Ознакомительная версия.
Таким образом, как она и предсказывала, в обозначенный срок обстоятельства снова привели меня к ней.
Мадам Гебхард была очень обрадована, когда я сказала ей о своем решении: я показала письмо, которое написала «старой леди» в Вюрцбург. В нем говорилось, что если она захочет меня принять, я смогу провести с ней несколько недель, поскольку мадам Гебхард считает, что ей сейчас нужна забота и общение.
Письмо было отправлено, и мы с нетерпением ждали ответа. Когда он пришел, мы горели от нетерпения вскрыть письмо и узнать его содержание. Но вскоре наша радость сменилась разочарованием. Нам пришел вежливый отказ. Мадам Блаватская просила извинение за то, что у нее нет для меня комнаты. Кроме того, она писала, что очень занята работой над «Тайной Доктриной» и у нее нет времени развлекать гостей. Однако она выражала надежду, что мы сможем встретиться, когда я буду возвращаться из Италии. Тон письма был достаточно спокойным и даже дружелюбным, но мне дали понять, что мой приезд нежелателен.

Записи набора данных:
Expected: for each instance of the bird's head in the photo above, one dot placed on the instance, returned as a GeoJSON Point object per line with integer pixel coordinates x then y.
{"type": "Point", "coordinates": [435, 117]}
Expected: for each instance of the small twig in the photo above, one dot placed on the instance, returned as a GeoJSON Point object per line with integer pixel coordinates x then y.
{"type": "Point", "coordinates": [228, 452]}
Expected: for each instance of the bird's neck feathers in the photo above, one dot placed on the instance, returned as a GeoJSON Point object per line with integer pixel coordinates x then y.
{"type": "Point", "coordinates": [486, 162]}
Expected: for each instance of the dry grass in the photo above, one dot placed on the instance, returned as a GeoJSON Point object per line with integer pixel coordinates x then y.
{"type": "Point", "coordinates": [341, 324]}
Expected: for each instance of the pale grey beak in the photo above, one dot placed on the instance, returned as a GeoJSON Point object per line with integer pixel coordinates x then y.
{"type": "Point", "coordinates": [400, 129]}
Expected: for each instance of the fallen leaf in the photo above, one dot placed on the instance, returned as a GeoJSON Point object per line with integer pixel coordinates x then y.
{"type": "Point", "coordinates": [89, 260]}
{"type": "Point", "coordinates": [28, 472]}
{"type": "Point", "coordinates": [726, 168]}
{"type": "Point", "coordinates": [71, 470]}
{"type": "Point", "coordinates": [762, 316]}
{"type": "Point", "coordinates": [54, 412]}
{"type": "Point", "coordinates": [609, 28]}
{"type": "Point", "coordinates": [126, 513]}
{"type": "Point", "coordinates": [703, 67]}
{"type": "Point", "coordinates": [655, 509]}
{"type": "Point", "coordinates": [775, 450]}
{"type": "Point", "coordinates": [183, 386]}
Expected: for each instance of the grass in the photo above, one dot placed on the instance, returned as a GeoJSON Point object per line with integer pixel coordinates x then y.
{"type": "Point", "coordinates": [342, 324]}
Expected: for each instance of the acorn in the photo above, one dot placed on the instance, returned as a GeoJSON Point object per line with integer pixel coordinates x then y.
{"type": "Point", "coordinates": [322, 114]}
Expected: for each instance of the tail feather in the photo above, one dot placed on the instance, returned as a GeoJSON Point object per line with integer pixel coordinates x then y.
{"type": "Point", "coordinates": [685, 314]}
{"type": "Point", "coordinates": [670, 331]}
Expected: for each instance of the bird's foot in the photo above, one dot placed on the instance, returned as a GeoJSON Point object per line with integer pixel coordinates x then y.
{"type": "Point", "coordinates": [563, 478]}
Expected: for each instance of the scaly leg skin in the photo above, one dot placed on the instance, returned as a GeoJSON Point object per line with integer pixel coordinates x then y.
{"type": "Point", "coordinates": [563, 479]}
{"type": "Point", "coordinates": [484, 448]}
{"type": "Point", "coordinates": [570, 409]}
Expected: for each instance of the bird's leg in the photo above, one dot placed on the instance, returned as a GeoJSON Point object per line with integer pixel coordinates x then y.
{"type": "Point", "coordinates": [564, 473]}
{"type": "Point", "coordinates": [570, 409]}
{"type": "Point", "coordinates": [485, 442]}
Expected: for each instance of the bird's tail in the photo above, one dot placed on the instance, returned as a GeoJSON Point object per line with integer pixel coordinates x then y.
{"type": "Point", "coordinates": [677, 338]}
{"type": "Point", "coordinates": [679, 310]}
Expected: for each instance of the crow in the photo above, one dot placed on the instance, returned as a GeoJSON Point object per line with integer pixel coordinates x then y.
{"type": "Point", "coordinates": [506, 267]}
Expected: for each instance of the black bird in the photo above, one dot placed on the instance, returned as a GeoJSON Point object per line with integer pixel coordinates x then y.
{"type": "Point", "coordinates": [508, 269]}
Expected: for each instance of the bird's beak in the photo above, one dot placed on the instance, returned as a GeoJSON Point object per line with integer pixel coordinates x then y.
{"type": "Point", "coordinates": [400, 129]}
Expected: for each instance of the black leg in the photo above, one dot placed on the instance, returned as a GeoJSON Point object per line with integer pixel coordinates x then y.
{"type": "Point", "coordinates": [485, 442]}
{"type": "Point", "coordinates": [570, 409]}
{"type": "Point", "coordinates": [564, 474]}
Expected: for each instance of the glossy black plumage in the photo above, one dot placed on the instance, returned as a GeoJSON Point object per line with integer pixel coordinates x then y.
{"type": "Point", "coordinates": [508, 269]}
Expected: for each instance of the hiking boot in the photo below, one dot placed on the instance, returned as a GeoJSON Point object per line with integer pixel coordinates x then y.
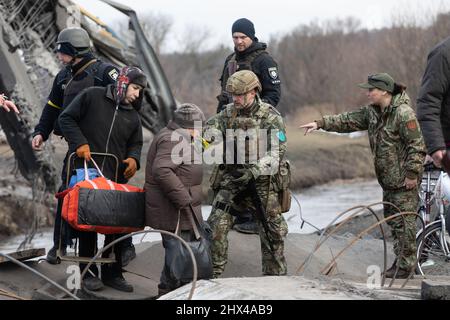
{"type": "Point", "coordinates": [91, 283]}
{"type": "Point", "coordinates": [128, 254]}
{"type": "Point", "coordinates": [401, 273]}
{"type": "Point", "coordinates": [52, 257]}
{"type": "Point", "coordinates": [118, 283]}
{"type": "Point", "coordinates": [249, 227]}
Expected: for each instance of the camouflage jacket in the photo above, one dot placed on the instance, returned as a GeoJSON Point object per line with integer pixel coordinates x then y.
{"type": "Point", "coordinates": [262, 122]}
{"type": "Point", "coordinates": [395, 139]}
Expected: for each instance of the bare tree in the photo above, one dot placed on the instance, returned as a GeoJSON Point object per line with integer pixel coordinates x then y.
{"type": "Point", "coordinates": [157, 27]}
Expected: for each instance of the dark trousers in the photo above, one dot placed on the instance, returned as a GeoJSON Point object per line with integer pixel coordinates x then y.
{"type": "Point", "coordinates": [166, 281]}
{"type": "Point", "coordinates": [244, 217]}
{"type": "Point", "coordinates": [88, 248]}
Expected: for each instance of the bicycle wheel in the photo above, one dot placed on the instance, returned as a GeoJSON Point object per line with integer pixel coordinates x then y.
{"type": "Point", "coordinates": [434, 258]}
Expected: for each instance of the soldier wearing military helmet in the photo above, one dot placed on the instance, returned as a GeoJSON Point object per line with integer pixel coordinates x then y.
{"type": "Point", "coordinates": [231, 180]}
{"type": "Point", "coordinates": [398, 151]}
{"type": "Point", "coordinates": [81, 70]}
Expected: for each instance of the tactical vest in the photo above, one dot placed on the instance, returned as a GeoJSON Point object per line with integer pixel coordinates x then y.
{"type": "Point", "coordinates": [233, 65]}
{"type": "Point", "coordinates": [249, 133]}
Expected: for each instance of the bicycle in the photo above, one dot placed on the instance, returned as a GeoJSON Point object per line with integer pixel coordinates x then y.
{"type": "Point", "coordinates": [433, 244]}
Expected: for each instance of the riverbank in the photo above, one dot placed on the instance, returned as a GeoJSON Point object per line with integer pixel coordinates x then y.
{"type": "Point", "coordinates": [316, 159]}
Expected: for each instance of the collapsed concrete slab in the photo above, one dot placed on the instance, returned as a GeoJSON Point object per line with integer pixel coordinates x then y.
{"type": "Point", "coordinates": [436, 288]}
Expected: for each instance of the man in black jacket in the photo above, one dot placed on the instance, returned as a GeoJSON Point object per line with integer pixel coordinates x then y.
{"type": "Point", "coordinates": [106, 120]}
{"type": "Point", "coordinates": [250, 54]}
{"type": "Point", "coordinates": [433, 103]}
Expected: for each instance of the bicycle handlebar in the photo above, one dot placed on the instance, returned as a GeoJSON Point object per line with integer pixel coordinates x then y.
{"type": "Point", "coordinates": [431, 167]}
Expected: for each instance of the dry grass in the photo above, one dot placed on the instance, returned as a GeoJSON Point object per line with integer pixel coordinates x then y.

Задания к упражнению:
[1] Ответьте на вопросы по отрывку:
(а) В какой город было отправлено письмо «старой леди»?
(б) Над каким трудом, по словам мадам Блаватской, она была очень занята работой?
(в) При каком условии мадам Блаватская выражала надежду на встречу?
[2] Процитируйте из отрывка текст от слов «Таким образом, как» до слов «забота и общение.».

Ответы к заданиям:
[1]
(а) В Вюрцбург.
(б) Над «Тайной Доктриной».
(в) Она надеялась на встречу, когда рассказчица будет возвращаться из Италии.

[2]
Таким образом, как она и предсказывала, в обозначенный срок обстоятельства снова привели меня к ней.
Мадам Гебхард была очень обрадована, когда я сказала ей о своем решении: я показала письмо, которое написала «старой леди» в Вюрцбург. В нем говорилось, что если она захочет меня принять, я смогу провести с ней несколько недель, поскольку мадам Гебхард считает, что ей сейчас нужна забота и общение.